• _Provided text_:

====

The presumption of expertise often comes with the backing of a prestigious organization or academic community. For each expert’s idea or philosophy, the wise response to something that requires reason and evidence is the rigorous application of skepticism, as the questioning of the obviously false is the beginning of a life-long self-education, which gives the newly minted scholar keys to the pragmatic process of tearing down the proposed theory from the bottom up, starting at the assumptions that underlie the actual postulation. To test the strength of an idea, you test its foundation, the principles behind the methodology used to arrive with such a hypothesis, as was the case with Darwin, for example, and later Watson and Crick, all with theories with the evidence presumed to be discoverable in nature (which have been).
Skepticism is the crucible through which all ideas and theories are submitted to, and earlier attempts at a natural explanation for the diversity of animals on Earth had been shredded to piece by the dispassionate teeth of doubt an inquiry. And anyone confident enough in their proposal to submit to skepticism and inquiry participates on the perpetual renewal of knowledge in academia. If an idea doesn’t seem like it works, scrutinize it to the greatest extent necessary, and try not to impose or otherwise import an unrelated understanding and apply it to a novel problem. Don’t let the presumption of title or prestige ever shortcut your natural inclination to evaluate passionately, nor let someone shortcircuit your critical faculties by attempts to annul attempted criticisms, such as an idea’s built in defenses against claims against it.

====

• _Stated task 1_:
Decide whether each statement below agrees with the passage on skepticism. For each, answer yes or no and quote the words of the passage that decide it.
(a) The passage holds that the way to test an idea's strength is to test its foundation.
(b) The passage advises letting an expert's title or prestige settle whether an idea needs questioning.
(c) The passage says the evidence for the theories of Darwin and of Watson and Crick has not been found in nature.
• _Stated task 2_: Copy out the passage on skepticism word for word, from "The presumption of expertise" to "(which have been).".

• _Raw data_:
====

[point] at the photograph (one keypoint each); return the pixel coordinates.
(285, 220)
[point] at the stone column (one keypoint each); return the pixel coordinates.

====

• _Exercise solution 1_:
(a) Yes: "To test the strength of an idea, you test its foundation"
(b) No: "Don’t let the presumption of title or prestige ever shortcut your natural inclination to evaluate passionately"
(c) No: "all with theories with the evidence presumed to be discoverable in nature (which have been)"

• _Exercise solution 2_:
The presumption of expertise often comes with the backing of a prestigious organization or academic community. For each expert’s idea or philosophy, the wise response to something that requires reason and evidence is the rigorous application of skepticism, as the questioning of the obviously false is the beginning of a life-long self-education, which gives the newly minted scholar keys to the pragmatic process of tearing down the proposed theory from the bottom up, starting at the assumptions that underlie the actual postulation. To test the strength of an idea, you test its foundation, the principles behind the methodology used to arrive with such a hypothesis, as was the case with Darwin, for example, and later Watson and Crick, all with theories with the evidence presumed to be discoverable in nature (which have been).